* **What you will do**
Swap "green t-shirt" for "green jersey" throughout the listing that follows, leave everything else unchanged, and omit the pictures from your reproduction.

┏━━

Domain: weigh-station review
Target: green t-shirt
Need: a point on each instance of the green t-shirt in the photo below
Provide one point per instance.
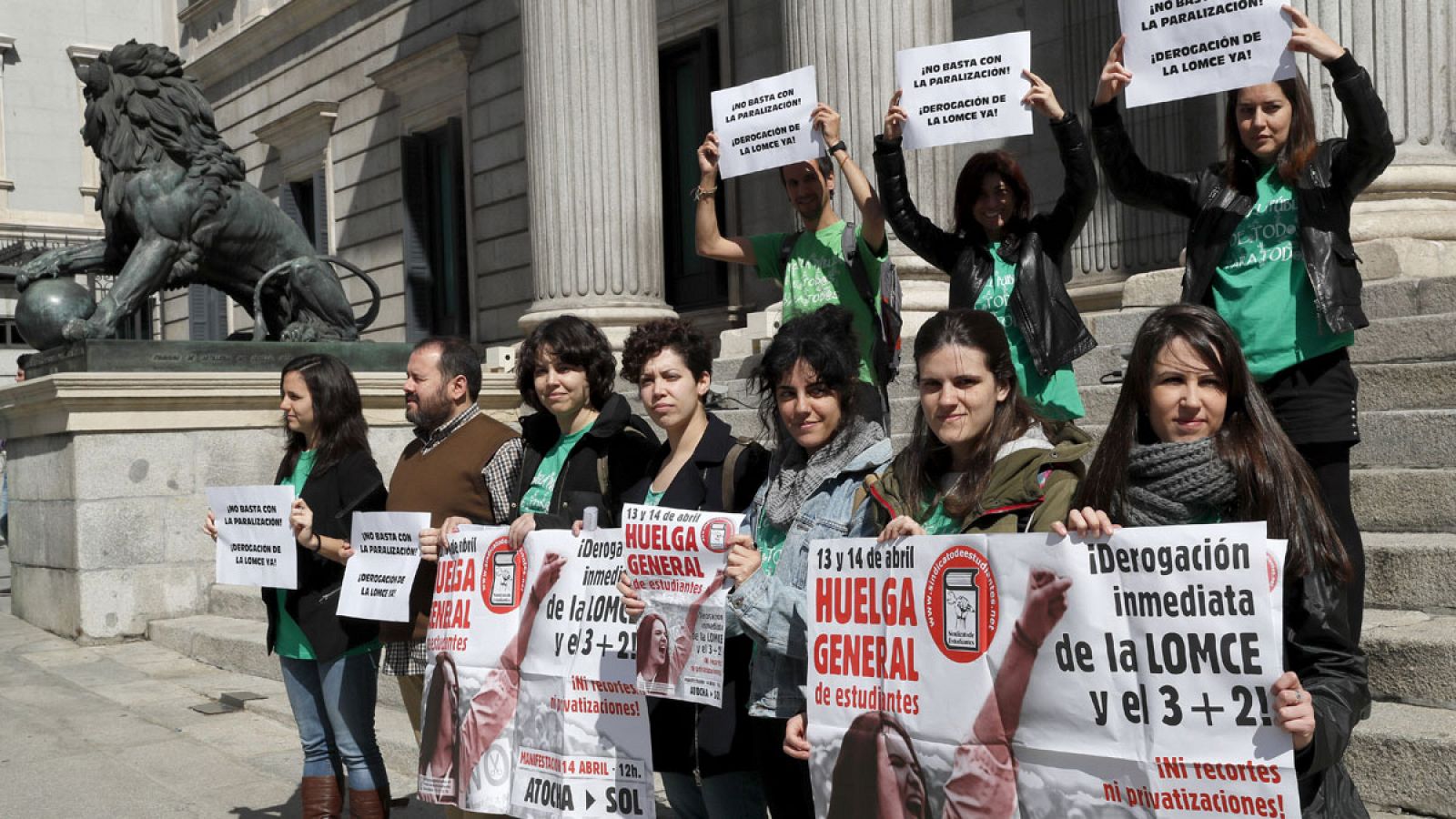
(291, 642)
(543, 486)
(1263, 288)
(1055, 397)
(819, 274)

┗━━

* **Complete output**
Domain: weigh-station review
Target: green jersey
Need: a point on each instance of the green jersey in the photo below
Provide one point per instance.
(291, 642)
(543, 486)
(1263, 288)
(1055, 397)
(819, 274)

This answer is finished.